### Goal:
Write out the entire passage below on clustering grocery customers in Montreal, word for word.

### Extracted text:
>>>

Building on these observations, this paper integrates loyalty card program data with synthetic population data and applies clustering methods to enhance our understanding of grocery customers. By bridging the gap between single-source studies and those lacking quantitative geographic insights, this work seeks to capture both behavioural and socioeconomic dimensions of customer segments within a spatially explicit context. We argue that such an integrated approach not only enriches ABM simulations by representing heterogeneous consumer profiles more accurately but also provides guidance for retailers, urban planners, and policymakers aiming to make data-driven decisions. In the remainder of this paper, we outline our methodology and present a quantitative view of customer segments.

2. Methods

2.1. Study Area

Our study area is the island that makes up the city of Montreal. Encompassing approximately 500.6 km², Montreal is the largest city in Quebec and the second largest in Canada. According to Statistics Canada [23], the city is home to over 1.7 million residents across 816,340 occupied private dwellings. Montreal’s diverse demographic landscape offers a unique opportunity to investigate population heterogeneity, thereby facilitating the derivation of distinct customer clusters. Figure 1 illustrates the location of our study area, the city of Montreal, and the spatial distribution of loyalty card program members as their total count in each dissemination area (DA), the smallest standard geographical unit of the Canadian census.

2.2. Data Sources

This study utilizes two datasets, a synthetic population and customer loyalty card data, where the latter is obtained from a prominent local retail chain operating grocery stores on the island of Montreal, to construct a typology of customers. The synthetic population data are derived from the Syntheco project at the McGill Centre for the Convergence of Health and Economics (MCCHE) [24]. The Syntheco project aims to establish a synthetic ecosystem for the analysis of complex human individual behaviours, with the creation of synthetic populations for Canadian and US contexts from Census data as a key milestone. For this paper, we specifically utilize the Canadian synthetic population to ascertain the demographic profiles of customers from the loyalty card dataset. This synthetic population is crafted using geographical boundary structures, data from the 2016 Canadian Census, and household data from the Public Use Microdata Files (PUMF) employing the Iterative Proportional Fitting (IPF) algorithm. Consequently, all attributes from the PUMF data are replicated in the synthetic population. In this synthetic population, individuals are linked with their corresponding households, and each household has the coordinates to illustrate their geolocation [24].

<<<

### Given information:
>>>

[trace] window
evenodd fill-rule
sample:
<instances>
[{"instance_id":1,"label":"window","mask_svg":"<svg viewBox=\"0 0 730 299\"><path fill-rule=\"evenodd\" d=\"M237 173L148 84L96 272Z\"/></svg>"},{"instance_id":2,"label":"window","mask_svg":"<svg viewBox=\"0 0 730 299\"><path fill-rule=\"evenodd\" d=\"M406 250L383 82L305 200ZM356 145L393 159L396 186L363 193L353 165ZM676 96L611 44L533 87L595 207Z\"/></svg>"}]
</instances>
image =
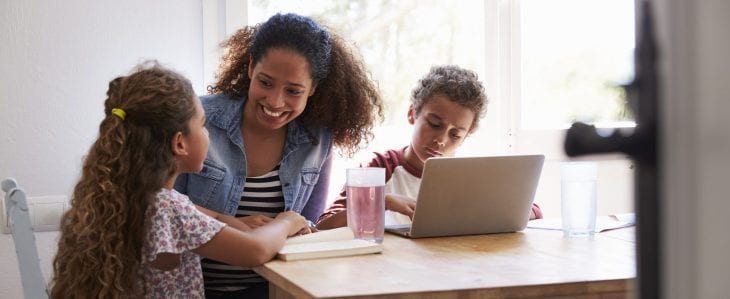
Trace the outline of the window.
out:
<instances>
[{"instance_id":1,"label":"window","mask_svg":"<svg viewBox=\"0 0 730 299\"><path fill-rule=\"evenodd\" d=\"M410 91L435 64L476 71L489 96L486 117L460 155L547 156L536 196L547 215L560 214L556 164L566 159L562 143L569 124L581 120L601 127L634 125L619 87L632 77L633 0L225 3L230 6L224 17L229 32L228 23L242 18L255 24L277 12L296 12L332 27L362 55L382 92L386 119L368 149L354 159L335 161L332 194L344 182L344 167L366 162L372 151L405 145L403 136L410 136L411 130L406 121ZM211 4L204 4L204 10L206 5L208 11L220 10ZM209 26L218 21L209 21ZM623 156L598 159L605 162L599 164L599 214L631 211L630 162ZM604 202L612 206L602 207L602 197L613 197ZM616 198L628 200L616 203Z\"/></svg>"}]
</instances>

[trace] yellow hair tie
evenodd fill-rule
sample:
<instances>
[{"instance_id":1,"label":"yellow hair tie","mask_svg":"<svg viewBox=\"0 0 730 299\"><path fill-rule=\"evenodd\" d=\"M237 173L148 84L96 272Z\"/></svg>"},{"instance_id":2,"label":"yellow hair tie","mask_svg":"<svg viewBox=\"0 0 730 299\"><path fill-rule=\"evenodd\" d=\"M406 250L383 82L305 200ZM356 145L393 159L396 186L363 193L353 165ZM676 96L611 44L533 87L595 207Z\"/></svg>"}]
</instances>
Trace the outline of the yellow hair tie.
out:
<instances>
[{"instance_id":1,"label":"yellow hair tie","mask_svg":"<svg viewBox=\"0 0 730 299\"><path fill-rule=\"evenodd\" d=\"M122 120L124 120L125 117L127 117L127 112L124 112L121 108L114 108L112 109L112 114L119 116Z\"/></svg>"}]
</instances>

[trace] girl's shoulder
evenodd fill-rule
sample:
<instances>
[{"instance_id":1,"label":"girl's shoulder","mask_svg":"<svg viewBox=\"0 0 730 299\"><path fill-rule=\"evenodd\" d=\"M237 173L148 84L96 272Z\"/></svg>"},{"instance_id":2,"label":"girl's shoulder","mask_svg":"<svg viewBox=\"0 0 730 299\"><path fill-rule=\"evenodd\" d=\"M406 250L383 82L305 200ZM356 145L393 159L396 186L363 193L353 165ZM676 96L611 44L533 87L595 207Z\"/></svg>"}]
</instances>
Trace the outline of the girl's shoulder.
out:
<instances>
[{"instance_id":1,"label":"girl's shoulder","mask_svg":"<svg viewBox=\"0 0 730 299\"><path fill-rule=\"evenodd\" d=\"M157 213L175 213L180 209L195 208L187 195L177 192L175 189L165 188L157 192L154 206Z\"/></svg>"}]
</instances>

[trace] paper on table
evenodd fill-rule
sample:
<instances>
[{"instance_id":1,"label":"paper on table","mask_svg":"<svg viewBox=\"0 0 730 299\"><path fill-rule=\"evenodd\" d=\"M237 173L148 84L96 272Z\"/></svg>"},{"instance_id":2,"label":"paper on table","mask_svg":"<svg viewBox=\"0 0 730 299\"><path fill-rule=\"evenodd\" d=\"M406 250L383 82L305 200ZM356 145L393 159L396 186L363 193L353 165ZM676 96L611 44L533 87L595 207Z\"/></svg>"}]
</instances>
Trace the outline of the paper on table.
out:
<instances>
[{"instance_id":1,"label":"paper on table","mask_svg":"<svg viewBox=\"0 0 730 299\"><path fill-rule=\"evenodd\" d=\"M623 213L615 215L606 215L596 217L595 232L605 232L612 229L634 226L636 224L636 214ZM562 230L563 220L561 218L543 218L530 220L527 223L529 228Z\"/></svg>"}]
</instances>

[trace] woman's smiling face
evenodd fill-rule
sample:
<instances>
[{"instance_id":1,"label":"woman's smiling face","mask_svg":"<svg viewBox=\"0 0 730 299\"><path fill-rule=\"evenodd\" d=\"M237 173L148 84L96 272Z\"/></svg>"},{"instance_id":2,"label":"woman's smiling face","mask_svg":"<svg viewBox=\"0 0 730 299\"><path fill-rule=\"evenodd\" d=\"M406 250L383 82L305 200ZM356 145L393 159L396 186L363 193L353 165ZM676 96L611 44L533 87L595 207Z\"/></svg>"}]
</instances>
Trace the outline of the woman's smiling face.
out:
<instances>
[{"instance_id":1,"label":"woman's smiling face","mask_svg":"<svg viewBox=\"0 0 730 299\"><path fill-rule=\"evenodd\" d=\"M253 65L253 61L251 64ZM251 86L244 119L258 129L277 130L304 112L315 86L304 56L270 49L249 68Z\"/></svg>"}]
</instances>

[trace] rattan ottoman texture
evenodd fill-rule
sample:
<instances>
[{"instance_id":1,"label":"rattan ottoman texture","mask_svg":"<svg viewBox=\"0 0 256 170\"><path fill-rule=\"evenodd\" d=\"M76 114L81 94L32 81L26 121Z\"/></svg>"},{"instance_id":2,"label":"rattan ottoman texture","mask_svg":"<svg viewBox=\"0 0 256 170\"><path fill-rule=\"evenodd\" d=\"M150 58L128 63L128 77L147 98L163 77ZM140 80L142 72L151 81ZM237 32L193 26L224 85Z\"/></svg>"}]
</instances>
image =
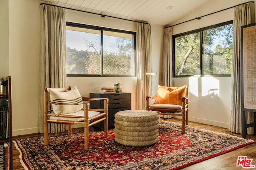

<<<

### Expected answer:
Building on these observations, this paper integrates loyalty card program data with synthetic population data and applies clustering methods to enhance our understanding of grocery customers. By bridging the gap between single-source studies and those lacking quantitative geographic insights, this work seeks to capture both behavioural and socioeconomic dimensions of customer segments within a spatially explicit context. We argue that such an integrated approach not only enriches ABM simulations by representing heterogeneous consumer profiles more accurately but also provides guidance for retailers, urban planners, and policymakers aiming to make data-driven decisions. In the remainder of this paper, we outline our methodology and present a quantitative view of customer segments.

2. Methods

2.1. Study Area

Our study area is the island that makes up the city of Montreal. Encompassing approximately 500.6 km², Montreal is the largest city in Quebec and the second largest in Canada. According to Statistics Canada [23], the city is home to over 1.7 million residents across 816,340 occupied private dwellings. Montreal’s diverse demographic landscape offers a unique opportunity to investigate population heterogeneity, thereby facilitating the derivation of distinct customer clusters. Figure 1 illustrates the location of our study area, the city of Montreal, and the spatial distribution of loyalty card program members as their total count in each dissemination area (DA), the smallest standard geographical unit of the Canadian census.

2.2. Data Sources

This study utilizes two datasets, a synthetic population and customer loyalty card data, where the latter is obtained from a prominent local retail chain operating grocery stores on the island of Montreal, to construct a typology of customers. The synthetic population data are derived from the Syntheco project at the McGill Centre for the Convergence of Health and Economics (MCCHE) [24]. The Syntheco project aims to establish a synthetic ecosystem for the analysis of complex human individual behaviours, with the creation of synthetic populations for Canadian and US contexts from Census data as a key milestone. For this paper, we specifically utilize the Canadian synthetic population to ascertain the demographic profiles of customers from the loyalty card dataset. This synthetic population is crafted using geographical boundary structures, data from the 2016 Canadian Census, and household data from the Public Use Microdata Files (PUMF) employing the Iterative Proportional Fitting (IPF) algorithm. Consequently, all attributes from the PUMF data are replicated in the synthetic population. In this synthetic population, individuals are linked with their corresponding households, and each household has the coordinates to illustrate their geolocation [24].